> **DIRECTIVE**
Reproduce the lines of the material below word for word, omitting the pictures.

[Pointing and labeling entries]
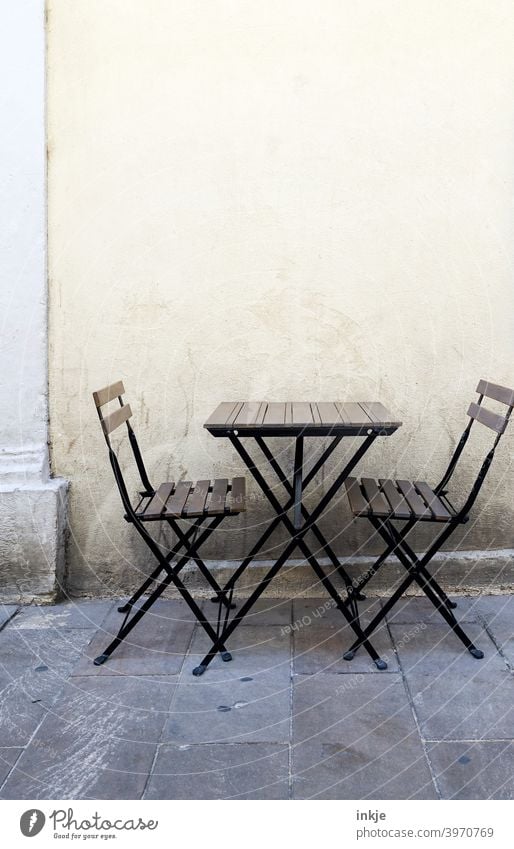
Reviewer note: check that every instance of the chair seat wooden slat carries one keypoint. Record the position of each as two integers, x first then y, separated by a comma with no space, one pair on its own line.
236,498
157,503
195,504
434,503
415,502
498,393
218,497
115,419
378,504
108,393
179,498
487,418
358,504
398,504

> **COMPLETE ANSWER**
Reviewer note: check that every instance of the chair seat wooden slat carries one keypoint. Record the position of each as two integers, x first then y, separated by a comma with no space, one pair on its own line.
236,498
157,503
195,504
434,503
415,502
498,393
218,497
115,419
378,504
108,393
179,498
487,418
358,504
398,504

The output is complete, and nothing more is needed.